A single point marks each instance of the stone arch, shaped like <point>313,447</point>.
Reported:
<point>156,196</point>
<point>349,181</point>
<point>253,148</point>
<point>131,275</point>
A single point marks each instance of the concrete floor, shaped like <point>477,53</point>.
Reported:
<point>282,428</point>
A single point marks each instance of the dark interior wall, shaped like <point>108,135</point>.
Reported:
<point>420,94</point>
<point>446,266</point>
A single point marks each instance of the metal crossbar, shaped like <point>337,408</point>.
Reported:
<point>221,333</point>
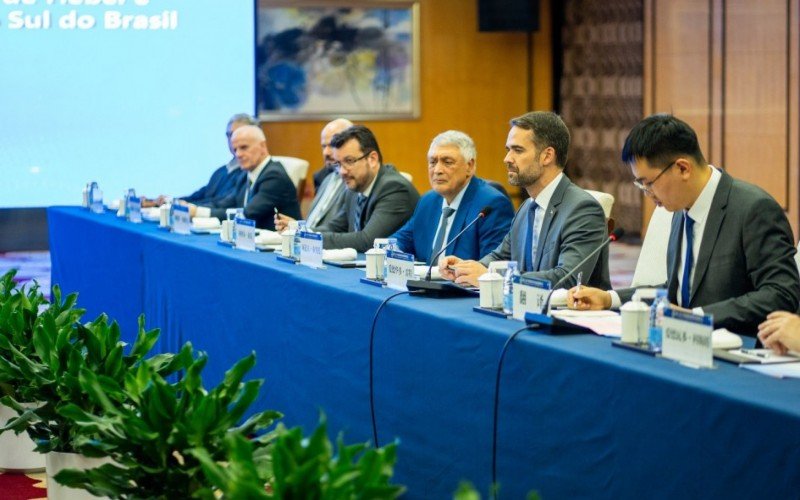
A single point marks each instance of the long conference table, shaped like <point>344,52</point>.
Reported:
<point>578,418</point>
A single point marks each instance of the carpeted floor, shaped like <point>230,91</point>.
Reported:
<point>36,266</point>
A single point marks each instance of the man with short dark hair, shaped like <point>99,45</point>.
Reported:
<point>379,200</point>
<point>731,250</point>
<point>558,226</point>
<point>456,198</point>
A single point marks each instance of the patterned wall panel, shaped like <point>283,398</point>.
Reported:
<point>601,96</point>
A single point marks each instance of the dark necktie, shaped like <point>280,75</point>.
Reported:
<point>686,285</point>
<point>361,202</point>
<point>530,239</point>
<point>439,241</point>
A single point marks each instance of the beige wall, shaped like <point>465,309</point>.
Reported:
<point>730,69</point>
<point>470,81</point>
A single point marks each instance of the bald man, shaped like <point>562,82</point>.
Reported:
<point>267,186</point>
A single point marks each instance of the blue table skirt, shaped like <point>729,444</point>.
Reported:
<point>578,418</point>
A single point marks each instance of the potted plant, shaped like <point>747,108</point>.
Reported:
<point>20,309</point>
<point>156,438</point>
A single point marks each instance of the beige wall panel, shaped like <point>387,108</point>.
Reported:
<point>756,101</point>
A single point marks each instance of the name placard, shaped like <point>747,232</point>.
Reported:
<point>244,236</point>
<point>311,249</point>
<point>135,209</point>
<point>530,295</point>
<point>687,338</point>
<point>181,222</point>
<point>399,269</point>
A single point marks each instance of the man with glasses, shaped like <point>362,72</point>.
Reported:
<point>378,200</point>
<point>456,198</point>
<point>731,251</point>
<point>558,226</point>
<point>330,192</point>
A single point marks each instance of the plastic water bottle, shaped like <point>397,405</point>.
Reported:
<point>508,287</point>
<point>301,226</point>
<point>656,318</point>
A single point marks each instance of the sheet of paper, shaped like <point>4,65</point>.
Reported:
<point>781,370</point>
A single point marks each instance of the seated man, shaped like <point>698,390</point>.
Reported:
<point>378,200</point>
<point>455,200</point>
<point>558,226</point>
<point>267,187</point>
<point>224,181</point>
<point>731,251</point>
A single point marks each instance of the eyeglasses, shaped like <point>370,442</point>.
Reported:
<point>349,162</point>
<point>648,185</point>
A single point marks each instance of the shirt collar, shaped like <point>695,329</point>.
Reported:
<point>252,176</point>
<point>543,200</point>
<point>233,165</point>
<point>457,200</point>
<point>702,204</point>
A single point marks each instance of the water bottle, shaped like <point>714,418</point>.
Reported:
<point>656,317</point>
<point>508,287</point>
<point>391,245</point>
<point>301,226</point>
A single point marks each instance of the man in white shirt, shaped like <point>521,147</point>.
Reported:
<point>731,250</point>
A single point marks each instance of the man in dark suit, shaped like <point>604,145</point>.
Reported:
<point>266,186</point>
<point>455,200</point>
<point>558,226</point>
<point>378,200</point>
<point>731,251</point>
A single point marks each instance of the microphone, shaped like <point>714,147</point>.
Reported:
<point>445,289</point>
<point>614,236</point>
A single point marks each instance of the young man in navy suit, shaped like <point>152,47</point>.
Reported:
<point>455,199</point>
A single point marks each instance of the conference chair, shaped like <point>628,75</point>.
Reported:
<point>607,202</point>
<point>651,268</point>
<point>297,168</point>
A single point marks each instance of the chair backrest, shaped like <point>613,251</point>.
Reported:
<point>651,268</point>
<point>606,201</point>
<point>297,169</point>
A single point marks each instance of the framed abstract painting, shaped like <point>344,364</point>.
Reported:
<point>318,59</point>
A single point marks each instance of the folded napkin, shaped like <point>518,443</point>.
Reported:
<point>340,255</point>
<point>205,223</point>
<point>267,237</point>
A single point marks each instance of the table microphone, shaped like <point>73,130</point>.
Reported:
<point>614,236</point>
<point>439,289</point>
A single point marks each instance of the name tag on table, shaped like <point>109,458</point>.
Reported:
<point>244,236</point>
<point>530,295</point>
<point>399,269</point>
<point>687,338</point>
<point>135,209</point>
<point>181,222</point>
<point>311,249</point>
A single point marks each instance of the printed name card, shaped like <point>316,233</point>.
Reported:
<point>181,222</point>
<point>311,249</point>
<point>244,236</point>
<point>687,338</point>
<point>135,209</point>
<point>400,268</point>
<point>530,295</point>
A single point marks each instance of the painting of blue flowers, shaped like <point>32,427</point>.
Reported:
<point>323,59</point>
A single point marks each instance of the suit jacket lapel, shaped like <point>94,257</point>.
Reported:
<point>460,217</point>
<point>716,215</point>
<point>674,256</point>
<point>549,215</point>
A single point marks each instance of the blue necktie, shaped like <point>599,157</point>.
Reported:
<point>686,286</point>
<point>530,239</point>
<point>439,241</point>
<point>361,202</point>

⁂

Write out all of the data above again, switching every "Reported" to "Found" and keeping everything else the same. Leave the pictures out of your answer.

A single point marks each instance of the stone arch, shaped like <point>313,447</point>.
Found:
<point>156,196</point>
<point>349,181</point>
<point>253,148</point>
<point>131,275</point>
A single point marks each instance of the concrete floor, shaped like <point>477,53</point>.
Found:
<point>282,428</point>
A single point marks each instance of the dark interior wall, shaped like <point>108,135</point>.
Found:
<point>420,94</point>
<point>446,266</point>
A single point marks each instance of the metal crossbar, shaped like <point>337,408</point>.
Found:
<point>221,333</point>
A single point marks each instance of the long conference table, shaped like <point>344,52</point>.
Found:
<point>578,418</point>
A single point marks each instance of the carpeted floor, shaped like <point>230,91</point>.
Found:
<point>36,266</point>
A single point marks each instance of the man with short dark hair, shaped like <point>99,45</point>.
Found:
<point>379,200</point>
<point>731,250</point>
<point>558,226</point>
<point>456,198</point>
A single point marks each instance of the patterned wall panel, shaped like <point>283,398</point>.
Found:
<point>601,96</point>
A single point marks each instance of the dark necktie, shaped like <point>280,75</point>.
Found:
<point>686,285</point>
<point>361,202</point>
<point>530,239</point>
<point>439,241</point>
A single point marks each instance of the beige wall, shaped like <point>465,309</point>.
Found:
<point>730,69</point>
<point>470,81</point>
A single point marks each instance of the bald man, shaped like <point>562,82</point>.
Found:
<point>267,186</point>
A single point marks each instance of the blue table skirt, shaped like <point>729,444</point>.
Found:
<point>578,418</point>
A single point marks each instance of the potted plant, shaped like <point>747,108</point>.
Found:
<point>20,309</point>
<point>156,438</point>
A single point marks each instance of the beige wall panel, shaped like <point>387,108</point>.
Found:
<point>756,101</point>
A single point marks each instance of the name placard, shaped like <point>747,232</point>.
Found:
<point>244,236</point>
<point>311,249</point>
<point>135,209</point>
<point>530,295</point>
<point>687,338</point>
<point>181,222</point>
<point>399,269</point>
A single point marks each instance of the man with glasses, shaped like <point>362,72</point>.
Found:
<point>378,200</point>
<point>456,198</point>
<point>731,251</point>
<point>558,226</point>
<point>330,192</point>
A single point marks each instance of the plastic water bottle, shaped like <point>397,405</point>.
Found:
<point>508,287</point>
<point>301,226</point>
<point>656,318</point>
A single point marks each instance of the sheet of paper, shaped like <point>4,65</point>.
Found:
<point>781,370</point>
A single point marks each instance of the seated man, shaped like <point>698,390</point>.
Found:
<point>378,200</point>
<point>455,200</point>
<point>558,226</point>
<point>267,187</point>
<point>224,181</point>
<point>731,251</point>
A single point marks each instance of the eyeglasses, shaped like <point>370,442</point>.
Found:
<point>349,162</point>
<point>648,185</point>
A single point marks each instance of the shirt collar, shaped like <point>695,329</point>.
Found:
<point>252,176</point>
<point>543,200</point>
<point>233,165</point>
<point>457,200</point>
<point>702,204</point>
A single point marks each instance of the water bottle, shaped like <point>714,418</point>.
Found:
<point>656,317</point>
<point>508,287</point>
<point>391,245</point>
<point>301,226</point>
A single point marks each instance of the man in white shirt, shaped like <point>521,147</point>.
Found:
<point>731,250</point>
A single point marks each instance of the man in dark suit, shaped like <point>604,145</point>.
Found:
<point>266,186</point>
<point>455,200</point>
<point>558,226</point>
<point>378,200</point>
<point>731,251</point>
A single point marks each instance of the microphone, shaped like <point>714,147</point>.
Found:
<point>445,289</point>
<point>614,236</point>
A single point marks each instance of the young man in navy suit, shaped like <point>152,47</point>.
Found:
<point>455,199</point>
A single point marks each instance of the conference chair, shaped like <point>628,75</point>.
Found:
<point>607,202</point>
<point>651,268</point>
<point>297,168</point>
A single point marks each instance of the chair backrest, shaped like <point>613,251</point>.
Found:
<point>651,268</point>
<point>606,201</point>
<point>297,169</point>
A single point marks each instance of the framed abstract painting, shaped like <point>344,364</point>.
Found:
<point>318,59</point>
A single point marks each instance of the folded napkin, shaped like <point>518,443</point>.
Found:
<point>340,255</point>
<point>205,223</point>
<point>267,237</point>
A single point marks each instance of the table microphone, shaped like <point>73,130</point>.
Found:
<point>614,236</point>
<point>439,289</point>
A single point marks each instance of the name tag on table, shaped like <point>109,458</point>.
Found:
<point>244,236</point>
<point>530,295</point>
<point>399,269</point>
<point>687,338</point>
<point>135,209</point>
<point>181,222</point>
<point>311,249</point>
A single point marks each instance of the printed name card, shaped like <point>316,233</point>.
Found:
<point>181,222</point>
<point>311,249</point>
<point>244,236</point>
<point>687,338</point>
<point>135,209</point>
<point>400,268</point>
<point>530,295</point>
A single point marks each instance of the painting of blue flowers, shaped like <point>32,427</point>.
Found:
<point>323,59</point>
A single point marks each instance of the suit jacket lapel, shaped like <point>94,257</point>.
Found:
<point>460,217</point>
<point>716,215</point>
<point>674,256</point>
<point>549,215</point>
A single point marks each instance of the blue necktie, shaped like <point>599,157</point>.
Found:
<point>686,286</point>
<point>530,239</point>
<point>439,241</point>
<point>361,202</point>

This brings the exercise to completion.